::: Texto de base

Mas não é o aspecto linear e metódico do tempo que motiva Bachelard a
dialetizar a temática da duração. Ele prefere aproveitar apenas "a época
feliz em que o homem se vê entregue a si mesmo, em que a reflexão se ocupa mais
de organizar a inação do que servir a exigências externas e sociais"125. Então, aqui, poderei
explorar o forçado repouso (vital) de Nhô Augusto, já fundamentando o início do
repouso fervilhante do Artista. Não
falarei, por ora, como direciona-me Bachelard, do Artista distanciado do mundo,
retirado do mundo, fortalecido pela solidão moral (e isto já se pré-anuncia a
partir da segunda seqüência da narrativa); falarei páginas adiante sobre o
Artista a partir da terceira seqüência, na qual se destaca o aspecto impessoal
do narrador (a partir daí seu indiscutível alter
ego), descobrindo as "zonas de repouso", as "razões de
repouso"126, sistematizando o próprio repouso e o repouso de seu personagem.
Por ora, o Artista, ainda preso ao aspecto metódico do tempo, organizou a
inação vital de seu personagem, planejou para ele uma nova forma de vida, conscientizou-o
do fracasso de sua vida passada, prenunciando a sua própria futura inação fervilhante. Mas, nessa segunda etapa da
narrativa, seu narrador ainda se
recupera linearmente, submetendo-se a exigências externas e sociais; e Nhô
Augusto passa a ter novamente, como personagem carismático, uma vida
estruturada, amparada pela personalidade. Nhô Augusto continua poderoso (poder
carismático amparado pela divindade), portanto estrutura-se ainda dentro do tempo linear. Mas o escritor
já se encontra no início da sistematização de seu próprio repouso fervilhante, ligado ao tempo
do pensamento, e assim começa a mudar o sentido da narrativa,
transformando, gradativamente, o narrador memorialista (terminologia de Walter
Benjamim) em narrador moderno.
Ao elaborar a face carismática do personagem, ainda sob as normas da narrativa linear, o narrador penetrou em uma
zona dogmática, que é a zona espiritual no sentido cristão, inserida na própria
pessoa por intermédio da iniciação religiosa ou moral. Quando um ser entra na
zona espiritual, sob a orientação cristã, deixa de ser pessoa e passa a fazer
parte de um grupo, porque a personalização é incompatível com a divindade comum
a todos os seres humanos, e assim assume uma postura de representante do divino
com poderes, mas sem autoridade pessoal. Nessa dimensão (espiritualidade
cristã) todos são iguais, não há individualidade. Não é sem razão que o
personagem passa a trabalhar para os pretos que o salvaram antes; ele está
submetido às leis lineares da ideologia cristã. A narrativa, destacando o herói carismático (segundo segmento),
ainda é linear, porque se encontra no plano da ideologia religiosa. O narrador
recupera as origens de vida do personagem, a sua religiosidade dos tempos de
criança.

::::::

• _Exercícios propostos_:
**1)** Responda, com base no texto sobre Nhô Augusto:
(a) Para quem o personagem passa a trabalhar?
(b) Em que o escritor transforma, gradativamente, o narrador memorialista?
(c) Qual é a zona dogmática em que o narrador penetrou ao elaborar a face carismática do personagem?
**2)** Reescreva em forma de lista o parágrafo do texto sobre Nhô Augusto que começa com "Ao elaborar a face carismática do personagem", mantendo seus fatos principais.
**3)** Retome o texto sobre Nhô Augusto, dando continuidade a partir de sua última frase.

::: Dados extraídos

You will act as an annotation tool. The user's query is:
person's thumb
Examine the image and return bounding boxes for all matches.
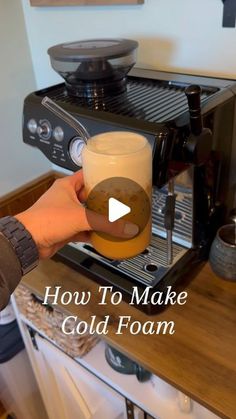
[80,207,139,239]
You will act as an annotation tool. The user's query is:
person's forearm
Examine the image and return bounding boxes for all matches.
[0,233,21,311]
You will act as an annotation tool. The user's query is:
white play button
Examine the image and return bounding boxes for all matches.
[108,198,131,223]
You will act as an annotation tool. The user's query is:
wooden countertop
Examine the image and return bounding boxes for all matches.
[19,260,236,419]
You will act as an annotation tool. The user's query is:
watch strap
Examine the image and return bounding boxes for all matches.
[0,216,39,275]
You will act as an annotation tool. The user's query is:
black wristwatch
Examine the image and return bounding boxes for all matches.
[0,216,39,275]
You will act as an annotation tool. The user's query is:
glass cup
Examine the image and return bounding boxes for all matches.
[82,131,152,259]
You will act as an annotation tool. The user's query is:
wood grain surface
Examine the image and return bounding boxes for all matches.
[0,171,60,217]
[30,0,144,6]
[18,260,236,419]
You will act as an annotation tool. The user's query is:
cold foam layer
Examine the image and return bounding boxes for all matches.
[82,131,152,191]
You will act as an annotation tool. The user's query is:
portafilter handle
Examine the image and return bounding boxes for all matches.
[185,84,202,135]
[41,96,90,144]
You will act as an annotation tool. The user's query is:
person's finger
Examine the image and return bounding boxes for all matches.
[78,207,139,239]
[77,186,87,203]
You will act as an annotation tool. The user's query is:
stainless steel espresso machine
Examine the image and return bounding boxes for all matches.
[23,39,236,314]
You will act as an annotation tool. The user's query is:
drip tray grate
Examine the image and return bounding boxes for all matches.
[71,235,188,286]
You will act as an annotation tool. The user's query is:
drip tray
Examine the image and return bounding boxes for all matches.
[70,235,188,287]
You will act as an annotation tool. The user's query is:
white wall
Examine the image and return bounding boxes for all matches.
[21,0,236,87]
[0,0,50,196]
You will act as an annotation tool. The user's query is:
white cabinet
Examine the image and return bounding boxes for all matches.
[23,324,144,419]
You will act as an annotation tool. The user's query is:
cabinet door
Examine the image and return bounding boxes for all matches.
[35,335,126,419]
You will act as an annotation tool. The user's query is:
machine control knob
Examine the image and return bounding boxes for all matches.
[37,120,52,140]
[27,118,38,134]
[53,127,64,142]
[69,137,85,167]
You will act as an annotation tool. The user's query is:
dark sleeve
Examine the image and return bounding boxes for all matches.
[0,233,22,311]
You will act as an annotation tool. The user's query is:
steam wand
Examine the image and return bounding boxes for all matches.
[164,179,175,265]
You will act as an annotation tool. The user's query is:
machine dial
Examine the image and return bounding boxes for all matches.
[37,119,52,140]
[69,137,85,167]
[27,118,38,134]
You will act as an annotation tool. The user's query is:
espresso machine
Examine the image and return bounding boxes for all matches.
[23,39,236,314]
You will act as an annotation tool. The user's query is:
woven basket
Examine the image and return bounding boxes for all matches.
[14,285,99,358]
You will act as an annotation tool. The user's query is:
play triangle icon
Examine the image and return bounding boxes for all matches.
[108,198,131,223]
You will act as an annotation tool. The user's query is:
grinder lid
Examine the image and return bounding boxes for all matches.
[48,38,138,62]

::::::
::: Dados extraídos

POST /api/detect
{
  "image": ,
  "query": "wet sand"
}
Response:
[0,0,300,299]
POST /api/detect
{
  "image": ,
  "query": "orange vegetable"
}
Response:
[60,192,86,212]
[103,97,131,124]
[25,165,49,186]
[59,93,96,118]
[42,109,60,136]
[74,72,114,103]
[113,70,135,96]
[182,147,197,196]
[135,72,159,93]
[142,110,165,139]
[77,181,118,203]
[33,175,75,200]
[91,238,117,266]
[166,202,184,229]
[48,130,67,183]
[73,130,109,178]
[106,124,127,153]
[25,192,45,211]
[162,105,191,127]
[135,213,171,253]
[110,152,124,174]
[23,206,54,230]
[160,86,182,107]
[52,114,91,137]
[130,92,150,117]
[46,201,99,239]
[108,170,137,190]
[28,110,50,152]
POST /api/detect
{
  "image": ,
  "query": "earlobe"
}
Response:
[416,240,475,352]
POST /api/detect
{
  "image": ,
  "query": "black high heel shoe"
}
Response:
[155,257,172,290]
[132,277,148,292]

::::::
::: Dados extraídos

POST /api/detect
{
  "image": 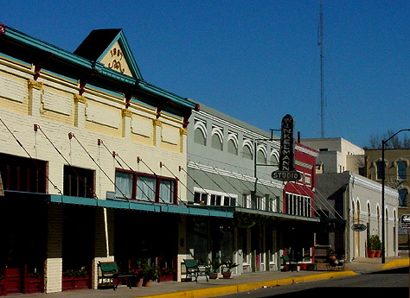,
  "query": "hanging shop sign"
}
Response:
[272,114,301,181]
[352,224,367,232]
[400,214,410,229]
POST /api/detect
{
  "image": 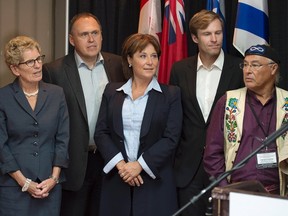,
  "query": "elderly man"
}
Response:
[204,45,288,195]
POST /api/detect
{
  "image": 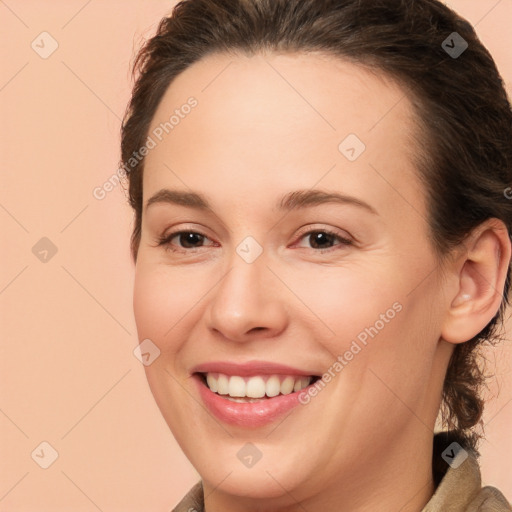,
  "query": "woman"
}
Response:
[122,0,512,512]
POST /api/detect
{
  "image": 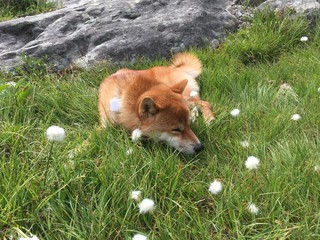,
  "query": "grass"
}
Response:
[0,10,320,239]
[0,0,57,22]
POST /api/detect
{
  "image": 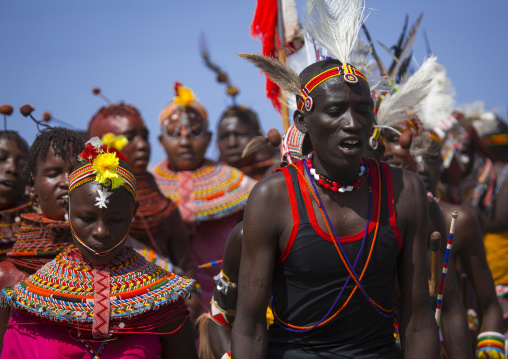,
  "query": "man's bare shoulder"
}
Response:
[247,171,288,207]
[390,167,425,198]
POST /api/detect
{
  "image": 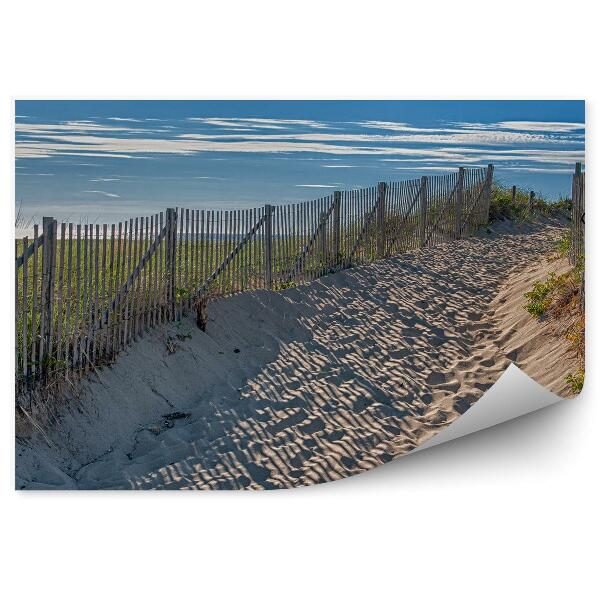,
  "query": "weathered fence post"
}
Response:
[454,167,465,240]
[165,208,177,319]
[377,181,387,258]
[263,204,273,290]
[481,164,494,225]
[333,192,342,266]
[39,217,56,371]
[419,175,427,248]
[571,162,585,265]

::::::

• _Respostas das tarefas_:
**1)**
(a) Para os pretos que o salvaram antes.
(b) Em narrador moderno.
(c) A zona espiritual no sentido cristão, inserida na própria pessoa por intermédio da iniciação religiosa ou moral.

**2)**
- Ao elaborar a face carismática do personagem, ainda sob as normas da narrativa linear, o narrador penetra numa zona dogmática. Trata-se da zona espiritual no sentido cristão, inserida na pessoa pela iniciação religiosa ou moral.
- Quem entra nessa zona deixa de ser pessoa e passa a fazer parte de um grupo, pois a personalização é incompatível com a divindade comum a todos os seres humanos.
- Esse ser assume a postura de representante do divino, com poderes, mas sem autoridade pessoal.
- Na espiritualidade cristã todos são iguais e não há individualidade.
- Não por acaso, o personagem passa a trabalhar para os pretos que o salvaram, submetido às leis lineares da ideologia cristã.
- No segundo segmento, a narrativa do herói carismático continua linear, por se encontrar no plano da ideologia religiosa.
- O narrador recupera as origens de vida do personagem e sua religiosidade dos tempos de criança.

**3)**
Enquanto durou a sua condição de homem poderoso, no aspecto
mítico-social, Nhô Augusto — o rompente,
o matador —, induzido por seu
narrador memorialista, negou as coisas do espírito, no aspecto místico-cristão.
O seu cotidiano de Todo-Poderoso distraiu sua mente das diretrizes dogmáticas
da religião. Na segunda fase, antigas orientações espirituais vêm à tona,
transformando-o num homem religioso.
De acordo com Bachelard, só o espírito (e o espírito, segundo Bachelard, não possui o sentido dado pela
orientação cristã) promoveria o refluir do tempo vivido, permitindo novas
formas conceituais do ser; e a máxima forma do Ser no ser, sob o domínio do
conceito de divindade, é a carismática.
Assim, houve a separação, nas seqüências iniciais, entre vida e
espírito, já à moda bachelardiana. Na primeira seqüência, antes da queda, o personagem não possui
espiritualidade, porque, como o mesmo Bachelard reconhece, "o espírito
poderia chocar-se com a vida, opor-se a hábitos inveterados"127. E, como esclarece o
filósofo, quando isto acontece, ou seja, quando
há o choque entre matéria e espírito, e
o espírito sai vencedor, o espírito faz "o tempo refluir sobre si
mesmo", suscitando "renovações do ser, retornos a condições
iniciais"128. E é assim que Nhô Augusto, direcionado
ainda pelo narrador memorialista, retorna no tempo em busca do passado,
renovando seu ser, recuperando-se assim dos ferimentos. Retornando à
religiosidade, plantada na infância pela avó religiosa, o personagem
reconforta-se e recupera um novo tipo de poder. Nesta segunda seqüência, ouso
inferir que o espírito é o vencedor (orientado pelos dogmas cristãos).
Bachelard diz que é pela reflexão fervilhante
que o ser se liberta do elan vital. O
elan vital induz o indivíduo a se
afastar dos objetivos individuais, impulsiona-o no sentido de aceitar o já
instituído socialmente sem questionamentos.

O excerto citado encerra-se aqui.